▶ REQUIREMENTS
Locate each of the lines below that contains the word "noun", and copy every such line.
== RECORDED DATA
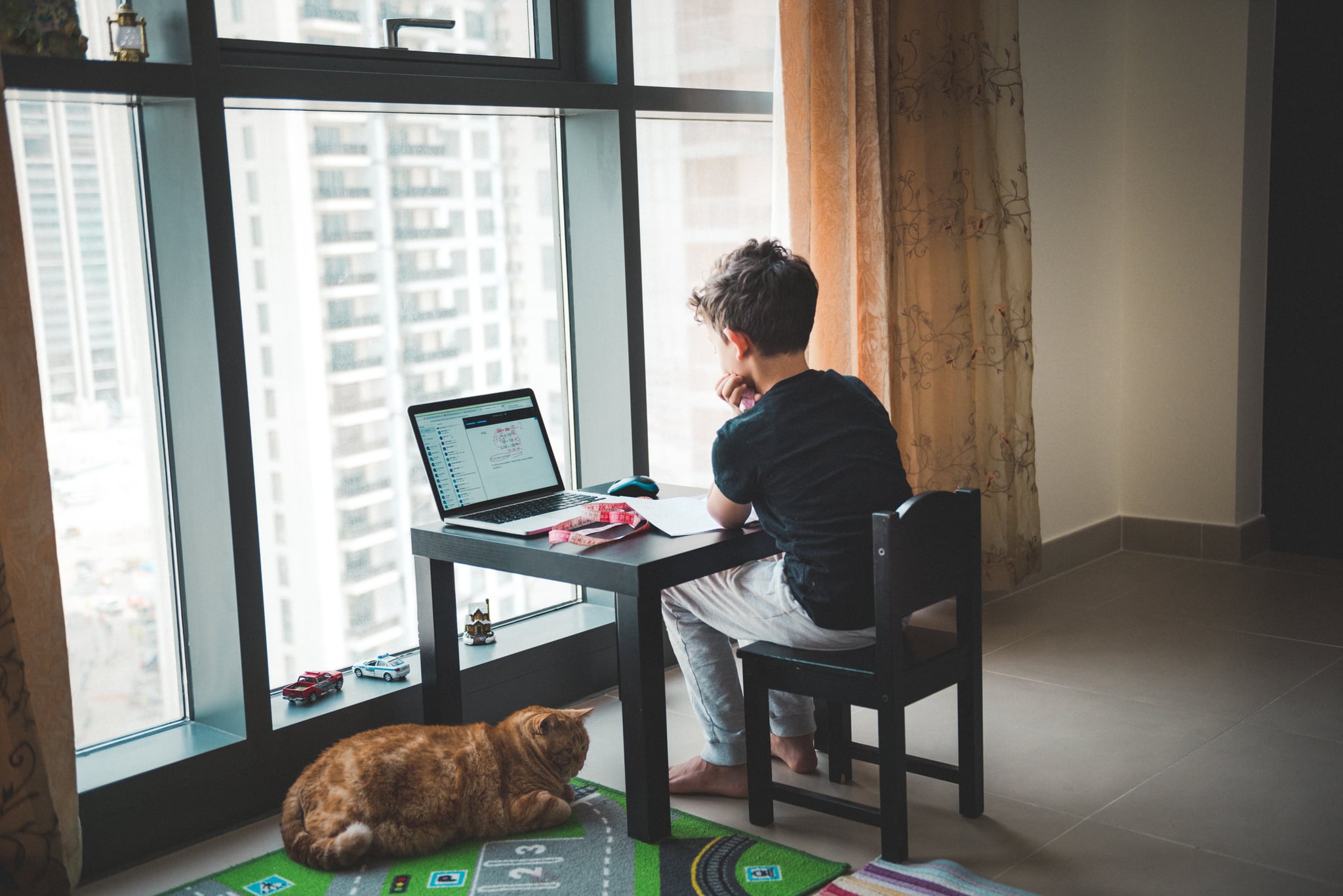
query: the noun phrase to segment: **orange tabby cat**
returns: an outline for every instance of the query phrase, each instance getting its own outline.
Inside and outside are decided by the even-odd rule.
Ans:
[[[416,856],[552,827],[587,759],[591,709],[520,709],[498,725],[388,725],[326,748],[285,797],[279,833],[310,868]]]

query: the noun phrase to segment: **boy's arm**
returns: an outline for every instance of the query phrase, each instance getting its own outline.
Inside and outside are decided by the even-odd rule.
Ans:
[[[729,501],[714,484],[709,486],[709,516],[724,529],[740,529],[751,516],[751,505]]]

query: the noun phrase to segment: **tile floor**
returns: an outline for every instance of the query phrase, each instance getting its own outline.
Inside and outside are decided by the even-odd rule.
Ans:
[[[924,625],[947,614],[929,610]],[[602,695],[584,776],[623,787],[620,708]],[[857,737],[874,715],[855,709]],[[667,674],[673,760],[698,752]],[[909,751],[955,762],[952,695],[908,711]],[[911,776],[913,860],[952,858],[1041,896],[1343,896],[1343,562],[1219,564],[1119,552],[984,607],[984,814]],[[822,771],[825,758],[822,758]],[[775,776],[874,802],[876,774]],[[751,830],[745,803],[676,806]],[[876,829],[776,806],[763,834],[861,865]],[[79,896],[156,893],[279,846],[258,822]]]

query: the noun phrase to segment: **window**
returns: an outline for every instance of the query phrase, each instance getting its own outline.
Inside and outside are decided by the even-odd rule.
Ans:
[[[721,371],[710,334],[685,300],[724,253],[770,236],[770,122],[638,122],[643,257],[643,353],[649,469],[708,488],[709,446],[728,418],[713,392]]]
[[[533,46],[535,12],[529,0],[467,0],[465,11],[462,5],[447,7],[441,0],[383,0],[379,4],[359,0],[215,0],[220,38],[381,47],[387,39],[381,19],[430,19],[457,24],[451,28],[403,27],[398,32],[398,46],[423,52],[548,55],[548,50],[539,54]]]
[[[89,853],[89,877],[273,811],[274,772],[302,744],[415,719],[414,676],[291,712],[270,688],[415,645],[408,529],[435,514],[406,404],[530,386],[567,485],[650,457],[662,480],[694,473],[658,429],[713,426],[677,407],[702,398],[686,383],[700,349],[680,332],[684,294],[713,254],[766,235],[772,107],[771,0],[634,0],[633,27],[602,0],[215,0],[214,16],[146,11],[145,66],[101,60],[115,4],[81,0],[87,59],[5,73],[32,163],[24,242],[50,259],[34,282],[52,461],[81,462],[79,439],[56,442],[73,427],[138,465],[89,490],[54,481],[67,598],[94,602],[71,618],[101,626],[106,588],[137,588],[102,610],[134,647],[126,665],[77,669],[77,708],[97,704],[77,717],[81,822],[89,842],[126,845]],[[384,16],[457,27],[406,28],[414,50],[384,52]],[[530,97],[544,107],[517,107]],[[98,164],[75,171],[85,152]],[[639,196],[612,196],[634,183]],[[629,243],[635,231],[665,246]],[[642,290],[622,273],[641,251]],[[646,351],[631,353],[641,313]],[[645,418],[651,429],[634,424]],[[706,438],[678,435],[706,453]],[[66,524],[107,488],[115,537]],[[128,551],[120,567],[111,547]],[[107,575],[81,578],[105,562]],[[555,703],[611,686],[607,595],[569,607],[564,586],[459,571],[458,598],[489,596],[496,621],[545,613],[488,660],[475,652],[469,712],[536,703],[543,678]],[[569,635],[547,642],[571,625],[591,662],[573,662]],[[75,642],[87,635],[70,623],[73,660],[102,662],[101,643]],[[525,658],[509,656],[521,643]],[[271,736],[267,723],[291,727]],[[219,783],[238,774],[254,786]],[[146,789],[163,799],[144,805]]]
[[[338,118],[340,129],[330,121]],[[259,407],[252,410],[254,430],[278,427],[279,439],[293,450],[286,451],[278,470],[290,484],[286,509],[304,519],[336,519],[334,531],[309,540],[302,552],[293,552],[289,564],[293,574],[312,587],[304,594],[289,595],[293,611],[310,623],[294,631],[290,642],[306,666],[338,668],[360,658],[391,650],[404,650],[416,643],[416,611],[411,549],[408,533],[402,520],[412,519],[420,509],[418,521],[426,521],[423,508],[431,508],[428,484],[420,467],[410,426],[402,414],[385,402],[363,396],[389,395],[393,383],[408,400],[423,402],[455,394],[462,383],[461,371],[478,363],[470,339],[469,304],[450,306],[453,313],[442,313],[439,290],[449,282],[461,281],[466,286],[453,287],[454,294],[469,293],[471,286],[485,287],[479,278],[492,277],[498,259],[509,259],[522,253],[530,254],[529,242],[537,234],[551,234],[556,227],[552,214],[541,215],[524,208],[502,208],[494,204],[492,183],[494,173],[470,172],[477,189],[463,196],[459,188],[435,184],[459,184],[467,175],[463,163],[446,154],[395,153],[416,133],[438,133],[470,128],[473,146],[498,142],[509,150],[509,165],[501,165],[501,177],[512,176],[514,168],[540,168],[555,176],[556,130],[553,120],[548,126],[533,126],[526,117],[490,116],[435,116],[414,113],[328,113],[306,109],[257,110],[235,109],[227,113],[230,134],[239,137],[248,128],[258,140],[265,134],[266,152],[271,159],[286,160],[290,171],[305,167],[328,185],[363,181],[369,157],[385,152],[391,177],[385,192],[368,189],[357,196],[330,196],[318,191],[310,193],[301,183],[267,203],[250,224],[251,234],[265,235],[259,247],[262,259],[270,265],[274,283],[283,294],[283,302],[267,302],[266,324],[244,333],[248,341],[263,336],[286,347],[286,369],[266,380]],[[351,148],[348,134],[363,134],[367,145]],[[485,136],[483,141],[478,140]],[[379,142],[381,141],[381,142]],[[240,141],[239,141],[240,144]],[[341,159],[325,157],[322,148],[338,146]],[[246,152],[246,146],[235,145]],[[355,152],[359,149],[360,152]],[[363,153],[363,154],[360,154]],[[337,176],[338,175],[338,176]],[[301,181],[302,177],[295,180]],[[483,191],[479,188],[483,187]],[[246,196],[235,196],[240,207]],[[482,207],[483,206],[483,207]],[[506,216],[509,227],[482,234],[467,234],[458,224],[449,235],[432,231],[434,220],[461,222],[488,211]],[[368,238],[392,249],[392,263],[383,267],[377,254],[330,254],[333,234],[348,232],[353,218],[365,222]],[[477,218],[478,220],[478,218]],[[387,222],[387,223],[384,223]],[[388,232],[379,232],[388,227]],[[242,250],[240,250],[242,251]],[[247,253],[252,253],[248,247]],[[475,255],[473,271],[467,258]],[[557,263],[555,254],[547,257]],[[541,321],[557,321],[560,297],[555,289],[555,273],[528,267],[520,278],[506,286],[497,281],[489,289],[508,289],[516,294],[512,313],[496,317],[490,326],[494,347],[512,340],[512,333]],[[259,287],[258,287],[259,289]],[[247,305],[261,305],[254,290],[244,290]],[[244,314],[244,320],[259,320]],[[385,352],[388,329],[398,332],[400,349]],[[559,332],[559,330],[556,330]],[[262,348],[265,353],[265,348]],[[482,349],[483,351],[483,349]],[[540,359],[561,359],[560,347],[544,349]],[[483,367],[488,386],[504,386],[504,365],[490,361]],[[263,365],[265,375],[265,365]],[[561,377],[559,363],[540,361],[509,380],[508,386],[541,384]],[[259,384],[259,383],[258,383]],[[328,400],[312,407],[302,396],[326,392]],[[286,404],[286,395],[294,396]],[[304,408],[301,414],[279,415],[279,406]],[[564,433],[568,408],[544,407],[551,423],[552,441],[560,463],[568,467],[571,447]],[[270,430],[274,431],[274,430]],[[392,457],[411,457],[414,463],[406,474],[391,477]],[[281,459],[271,454],[270,459]],[[258,463],[262,458],[258,458]],[[274,512],[275,498],[269,489],[259,489],[258,509]],[[428,510],[432,513],[432,510]],[[285,543],[282,516],[275,514],[274,540],[262,541],[262,575],[266,591],[267,630],[279,637],[283,630],[279,613],[278,582],[270,580],[277,563],[265,555]],[[432,517],[430,517],[432,519]],[[351,567],[337,557],[351,552],[376,552],[376,563]],[[368,570],[376,574],[368,575]],[[377,599],[356,598],[376,594]],[[274,594],[273,594],[274,592]],[[324,611],[336,595],[345,595],[337,606],[346,606],[359,618],[342,613]],[[471,588],[461,588],[458,599],[465,603],[479,599]],[[492,614],[496,621],[529,613],[559,602],[572,600],[568,586],[504,576],[490,590]],[[278,645],[277,645],[278,647]],[[273,685],[285,684],[299,668],[285,665],[285,652],[269,652]]]
[[[770,90],[776,7],[772,0],[634,0],[634,81]]]
[[[5,103],[70,650],[75,747],[181,719],[163,403],[130,110]],[[73,267],[67,267],[67,259]]]

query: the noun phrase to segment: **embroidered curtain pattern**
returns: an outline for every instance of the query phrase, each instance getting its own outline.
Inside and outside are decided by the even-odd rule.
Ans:
[[[780,0],[808,359],[890,408],[915,492],[983,492],[984,587],[1039,568],[1015,0]]]
[[[70,892],[82,849],[70,662],[21,232],[9,129],[0,114],[0,892],[36,896]]]

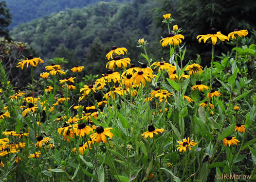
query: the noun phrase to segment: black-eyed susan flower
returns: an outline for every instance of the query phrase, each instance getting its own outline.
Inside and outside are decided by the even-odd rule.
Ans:
[[[154,134],[158,134],[159,132],[163,133],[164,132],[165,132],[165,130],[163,128],[161,128],[161,129],[155,129],[155,127],[153,125],[148,125],[147,129],[148,130],[147,132],[144,132],[141,135],[142,137],[144,136],[145,139],[146,139],[148,136],[149,136],[151,138],[152,138],[153,136],[154,136]]]
[[[16,93],[13,96],[10,96],[9,98],[11,99],[18,99],[18,97],[21,97],[24,94],[25,94],[25,93],[20,92],[20,90],[18,90],[18,92]]]
[[[60,70],[58,69],[55,69],[55,70],[50,71],[50,74],[51,74],[52,75],[56,75],[57,73],[65,74],[66,72]]]
[[[171,67],[173,66],[170,64],[166,63],[165,61],[155,62],[151,65],[151,67],[153,66],[155,66],[154,67],[154,69],[155,69],[156,67],[159,67],[158,68],[158,72],[160,72],[161,70],[164,70],[165,71],[166,71],[167,69],[169,70]]]
[[[79,135],[80,137],[81,136],[84,136],[85,134],[90,134],[91,132],[93,132],[93,130],[88,126],[86,126],[85,123],[79,124],[78,128],[75,134],[76,136]]]
[[[228,144],[228,146],[230,147],[232,144],[238,145],[238,142],[239,142],[239,141],[236,139],[236,137],[232,137],[232,136],[228,136],[224,139],[223,142],[225,146],[226,146]]]
[[[183,151],[186,152],[187,147],[191,150],[191,148],[190,147],[195,146],[197,144],[197,143],[193,142],[193,141],[194,140],[189,141],[189,137],[187,138],[187,140],[186,138],[185,138],[182,141],[178,141],[177,142],[180,144],[176,146],[176,147],[179,146],[177,149],[177,150],[179,150],[180,152],[181,152]]]
[[[2,167],[4,167],[4,165],[3,164],[3,163],[2,163],[2,161],[1,159],[0,159],[0,166],[2,166]]]
[[[76,72],[81,72],[82,71],[82,70],[84,68],[85,66],[74,66],[72,69],[71,69],[71,71],[73,72],[73,73],[75,73]]]
[[[53,89],[54,87],[51,85],[46,86],[45,89],[44,89],[44,92],[50,92]]]
[[[167,37],[160,41],[160,43],[163,41],[162,43],[162,46],[163,47],[166,47],[168,44],[178,46],[182,43],[182,39],[184,39],[184,36],[181,34],[175,35],[173,33],[170,33],[168,34]]]
[[[48,72],[44,72],[40,74],[40,76],[43,79],[47,79],[48,78],[50,73]]]
[[[170,13],[168,13],[168,14],[164,15],[163,16],[165,19],[167,19],[171,18],[171,15]]]
[[[41,152],[39,151],[38,152],[36,152],[36,153],[29,154],[30,156],[28,157],[29,158],[39,158],[39,156],[41,155]]]
[[[200,74],[202,72],[202,67],[200,65],[194,63],[191,65],[188,65],[185,69],[185,71],[189,71],[188,74],[191,75],[198,73]]]
[[[200,81],[197,81],[196,82],[196,85],[191,87],[191,90],[192,90],[198,89],[200,91],[203,91],[204,89],[208,90],[208,89],[209,87],[208,86],[201,84],[201,82]]]
[[[145,81],[150,82],[152,78],[152,76],[146,73],[144,73],[142,70],[134,73],[134,82],[136,84],[139,84],[141,83],[143,85],[145,85],[146,84]]]
[[[127,69],[126,70],[126,72],[124,71],[122,75],[124,75],[125,73],[126,73],[127,74],[130,74],[131,75],[133,75],[133,74],[135,72],[138,72],[141,69],[139,67],[136,67],[135,65],[134,65],[134,64],[132,64],[130,65],[130,68]]]
[[[149,176],[148,176],[148,179],[152,180],[154,177],[155,177],[155,175],[153,173],[150,173],[149,174]]]
[[[199,38],[199,37],[201,37]],[[198,41],[201,42],[202,40],[203,40],[203,42],[205,43],[206,40],[209,39],[211,39],[211,42],[214,45],[216,44],[217,40],[220,40],[221,41],[224,41],[225,40],[229,40],[229,38],[220,33],[220,32],[218,32],[217,30],[214,28],[212,28],[210,31],[210,34],[207,35],[200,35],[197,36],[197,39],[199,38]]]
[[[233,39],[235,38],[236,37],[245,37],[248,34],[248,31],[247,30],[239,30],[238,29],[236,29],[234,30],[234,32],[229,33],[228,34],[228,38],[231,37]]]
[[[29,65],[31,65],[32,66],[36,67],[38,63],[43,63],[44,62],[40,58],[34,58],[31,55],[28,56],[26,60],[23,60],[18,63],[18,66],[16,67],[21,67],[21,69],[23,69],[25,65],[27,64],[27,68],[28,67]]]
[[[107,63],[106,68],[109,67],[109,69],[113,70],[116,67],[121,68],[127,67],[127,65],[130,65],[130,59],[129,58],[121,59],[119,56],[116,56],[113,60],[110,61]]]
[[[4,119],[6,117],[10,117],[10,115],[8,111],[7,111],[5,113],[0,112],[0,119]]]
[[[5,132],[3,132],[2,133],[5,136],[13,135],[14,134],[16,133],[16,132],[13,131],[12,130],[7,130]]]
[[[203,108],[204,108],[204,107],[205,106],[208,106],[208,105],[209,105],[209,106],[210,107],[210,108],[211,109],[214,109],[214,105],[209,103],[209,104],[208,104],[208,101],[204,101],[204,102],[202,102],[201,103],[200,105],[201,106],[202,106],[202,107]]]
[[[179,28],[178,28],[177,25],[175,25],[172,26],[172,30],[173,30],[173,31],[177,32],[179,30]]]
[[[51,138],[43,137],[43,136],[41,135],[37,136],[37,141],[35,145],[35,147],[37,147],[37,146],[38,146],[40,148],[42,148],[42,145],[43,146],[44,145],[48,144],[51,141],[51,140],[52,140],[52,139]]]
[[[60,67],[60,65],[55,65],[54,63],[52,63],[51,65],[51,66],[45,66],[45,69],[46,69],[47,71],[54,70],[55,70],[55,69],[61,69]]]
[[[245,127],[245,125],[237,123],[237,126],[235,127],[235,132],[238,131],[239,132],[245,132],[245,128],[244,127]]]
[[[156,94],[155,95],[155,97],[159,97],[159,99],[161,100],[162,99],[166,99],[167,97],[170,97],[170,96],[173,96],[174,94],[172,92],[160,92],[158,94]]]
[[[118,48],[116,46],[112,47],[112,50],[110,50],[106,56],[106,59],[108,58],[109,60],[110,58],[113,59],[113,55],[125,55],[125,53],[127,54],[127,49],[125,48]]]
[[[183,96],[183,99],[186,99],[187,100],[187,102],[191,103],[192,102],[194,102],[194,100],[190,98],[189,97],[184,96]]]
[[[234,110],[235,110],[235,111],[238,111],[239,110],[239,109],[240,109],[240,108],[237,105],[236,105],[234,107]]]
[[[211,98],[213,98],[214,96],[216,97],[220,97],[221,94],[219,91],[216,91],[214,89],[211,90]],[[209,93],[207,94],[207,98],[209,97]]]
[[[31,113],[34,113],[36,111],[37,109],[37,106],[35,105],[34,105],[33,103],[30,103],[28,104],[28,108],[24,110],[22,113],[22,116],[24,116],[27,115],[28,112],[30,112]]]
[[[110,130],[112,130],[112,128],[107,128],[104,129],[102,126],[98,126],[96,129],[96,132],[91,134],[90,137],[92,141],[95,141],[97,143],[102,142],[103,143],[107,142],[106,136],[109,136],[110,139],[113,138],[113,134],[110,132]]]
====
▶ EXERCISE SOLUTION
query: the noun phrase to segment: **orange tabby cat**
query: the noun phrase to segment: **boy's arm**
query: the noun phrase to segment: **tile floor**
query: the noun phrase to segment: **window**
query: the noun phrase to segment: **embroidered curtain pattern**
query: the noun phrase to segment: black-eyed susan flower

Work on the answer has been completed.